Dataset items:
++++++++

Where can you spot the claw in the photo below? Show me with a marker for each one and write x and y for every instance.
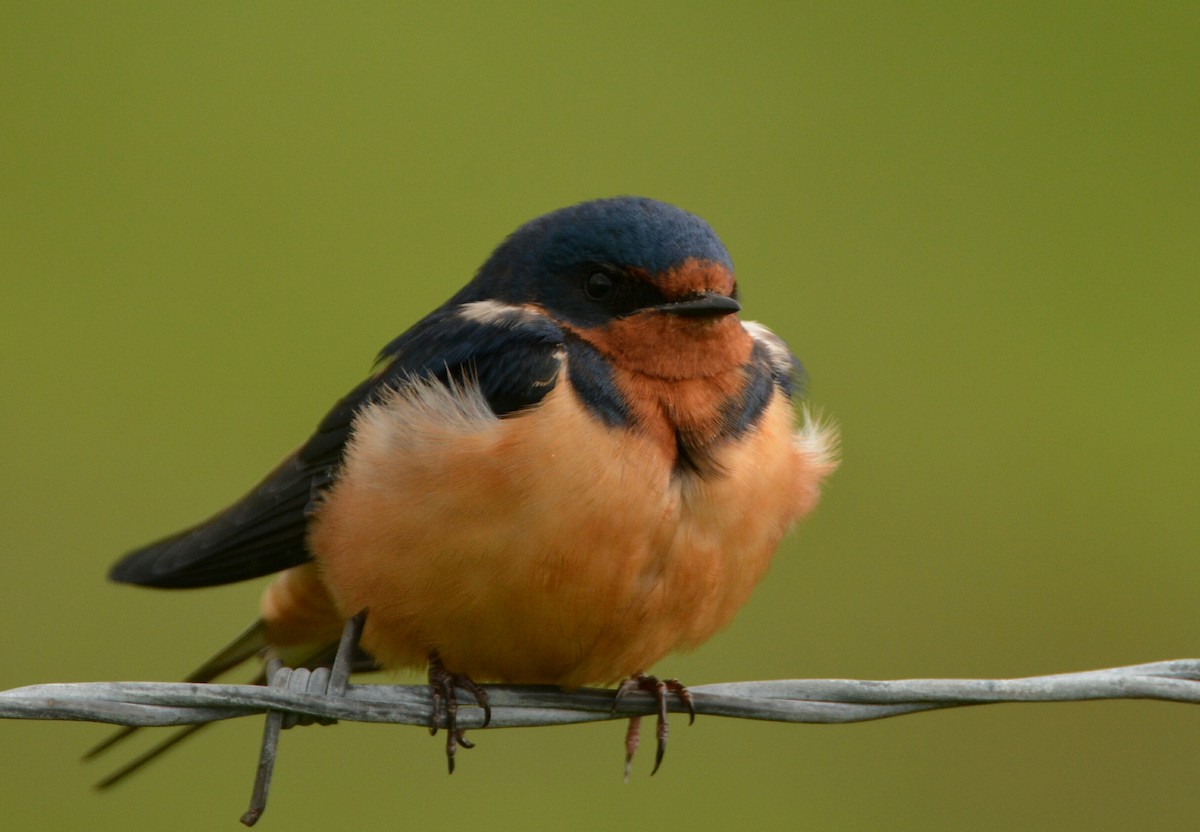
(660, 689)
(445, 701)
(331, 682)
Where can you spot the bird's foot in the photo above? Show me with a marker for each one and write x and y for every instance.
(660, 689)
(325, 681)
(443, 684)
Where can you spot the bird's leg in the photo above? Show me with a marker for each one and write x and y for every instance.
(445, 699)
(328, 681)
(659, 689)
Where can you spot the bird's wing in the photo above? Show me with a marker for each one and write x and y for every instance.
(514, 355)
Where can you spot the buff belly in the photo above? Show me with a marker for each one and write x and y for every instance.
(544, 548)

++++++++

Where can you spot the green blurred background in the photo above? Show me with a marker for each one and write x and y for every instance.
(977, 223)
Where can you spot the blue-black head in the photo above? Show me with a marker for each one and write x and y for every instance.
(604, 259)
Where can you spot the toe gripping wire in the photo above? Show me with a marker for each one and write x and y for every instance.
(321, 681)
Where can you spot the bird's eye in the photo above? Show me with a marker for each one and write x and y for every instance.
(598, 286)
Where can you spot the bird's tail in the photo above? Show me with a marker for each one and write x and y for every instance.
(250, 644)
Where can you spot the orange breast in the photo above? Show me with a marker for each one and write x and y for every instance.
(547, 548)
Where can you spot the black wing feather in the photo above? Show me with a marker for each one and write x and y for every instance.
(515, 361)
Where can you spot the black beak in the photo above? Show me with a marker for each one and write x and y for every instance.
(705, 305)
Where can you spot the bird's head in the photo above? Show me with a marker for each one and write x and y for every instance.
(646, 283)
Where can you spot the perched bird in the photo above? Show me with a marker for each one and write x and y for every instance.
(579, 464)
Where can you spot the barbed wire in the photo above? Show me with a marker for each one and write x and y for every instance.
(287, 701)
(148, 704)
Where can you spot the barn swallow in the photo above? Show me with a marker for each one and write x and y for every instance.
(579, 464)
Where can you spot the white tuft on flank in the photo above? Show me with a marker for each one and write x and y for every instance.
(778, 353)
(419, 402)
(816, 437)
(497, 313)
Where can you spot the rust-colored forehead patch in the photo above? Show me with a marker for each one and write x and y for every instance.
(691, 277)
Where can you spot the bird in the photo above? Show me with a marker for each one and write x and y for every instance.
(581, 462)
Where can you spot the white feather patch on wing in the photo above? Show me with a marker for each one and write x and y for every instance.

++++++++

» **What you need to do**: The output should be exactly the lines above from the line containing "Where can you spot the perched" to the line containing "Where can you spot the white feather", inclusive, with no other lines.

» **Result for this exercise**:
Where can you spot the perched bird in the photo above? Show me with a marker for each one and write x and y for every instance.
(579, 464)
Where can you spot the barbed wire in the photo above? Show me with a marker for each one and write x and y for every instance.
(287, 701)
(148, 704)
Where can you spot the barn swallow in the photo above? Show me with a marker for each one and write x and y for every instance.
(579, 464)
Where can you spot the white tuft on flank in the photo above? Show me with a marker for each one and write x and y for every instance.
(778, 353)
(419, 402)
(816, 437)
(497, 313)
Where can you spot the rust-colored forehead patch in the photo above? Show me with a marker for each one and write x and y for every instance.
(691, 277)
Where can you spot the bird in the photo above? Show me with a marker for each one and write x and y for every instance.
(581, 462)
Where can you spot the white feather patch on wing in the photo above? Show me with a marker for each one and write x and y for every instance.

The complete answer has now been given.